# Exercise description
Rewrite the data as a Markdown table with the columns Row and Line, beginning at the line that contains "Task: Where can the gray" and continuing through the last line of the data. Number each row and leave out any blank lines.

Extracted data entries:
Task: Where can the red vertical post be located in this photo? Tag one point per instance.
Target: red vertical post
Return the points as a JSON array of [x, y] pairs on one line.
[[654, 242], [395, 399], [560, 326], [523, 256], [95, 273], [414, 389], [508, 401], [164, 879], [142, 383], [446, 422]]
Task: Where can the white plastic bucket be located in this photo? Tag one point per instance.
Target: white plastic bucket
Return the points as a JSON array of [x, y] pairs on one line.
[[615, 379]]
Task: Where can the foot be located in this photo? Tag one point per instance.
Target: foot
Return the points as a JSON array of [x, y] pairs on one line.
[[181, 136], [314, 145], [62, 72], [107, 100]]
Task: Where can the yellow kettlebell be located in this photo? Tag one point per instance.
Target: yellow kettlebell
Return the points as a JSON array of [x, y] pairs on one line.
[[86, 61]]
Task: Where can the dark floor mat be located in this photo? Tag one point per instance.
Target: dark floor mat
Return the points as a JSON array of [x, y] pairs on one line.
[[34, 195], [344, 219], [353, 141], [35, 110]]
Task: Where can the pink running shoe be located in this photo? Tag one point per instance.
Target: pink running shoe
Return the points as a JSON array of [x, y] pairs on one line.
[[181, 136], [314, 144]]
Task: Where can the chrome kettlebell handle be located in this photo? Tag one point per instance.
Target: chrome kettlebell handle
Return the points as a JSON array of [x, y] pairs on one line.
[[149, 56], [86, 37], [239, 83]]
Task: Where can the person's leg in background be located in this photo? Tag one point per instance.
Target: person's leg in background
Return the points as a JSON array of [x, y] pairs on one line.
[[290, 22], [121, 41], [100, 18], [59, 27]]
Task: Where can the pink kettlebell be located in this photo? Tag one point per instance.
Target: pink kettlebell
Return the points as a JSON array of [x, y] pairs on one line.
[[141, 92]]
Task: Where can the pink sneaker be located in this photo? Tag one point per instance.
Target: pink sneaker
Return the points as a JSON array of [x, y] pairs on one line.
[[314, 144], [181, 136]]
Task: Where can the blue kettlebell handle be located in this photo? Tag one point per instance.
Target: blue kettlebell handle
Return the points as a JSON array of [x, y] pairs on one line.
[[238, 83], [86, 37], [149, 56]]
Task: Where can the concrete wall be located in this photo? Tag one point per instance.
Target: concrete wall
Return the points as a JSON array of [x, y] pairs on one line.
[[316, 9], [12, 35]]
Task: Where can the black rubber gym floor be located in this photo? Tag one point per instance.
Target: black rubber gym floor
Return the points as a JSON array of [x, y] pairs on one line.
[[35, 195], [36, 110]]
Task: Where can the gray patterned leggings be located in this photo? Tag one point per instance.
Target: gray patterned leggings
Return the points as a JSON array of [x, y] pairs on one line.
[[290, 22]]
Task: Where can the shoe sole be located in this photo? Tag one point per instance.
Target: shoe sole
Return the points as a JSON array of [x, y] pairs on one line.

# Written response
| Row | Line |
|---|---|
| 1 | Task: Where can the gray patterned leggings be located in this photo? Tag one point per instance. |
| 2 | Target: gray patterned leggings |
| 3 | Return the points as a JSON array of [x, y] pairs on one line. |
| 4 | [[290, 22]] |
| 5 | Task: Where can the shoe sole be located in this photo? Tag one point per instance. |
| 6 | Target: shoe sole |
| 7 | Return the points as a JSON array of [x, y] pairs on one line. |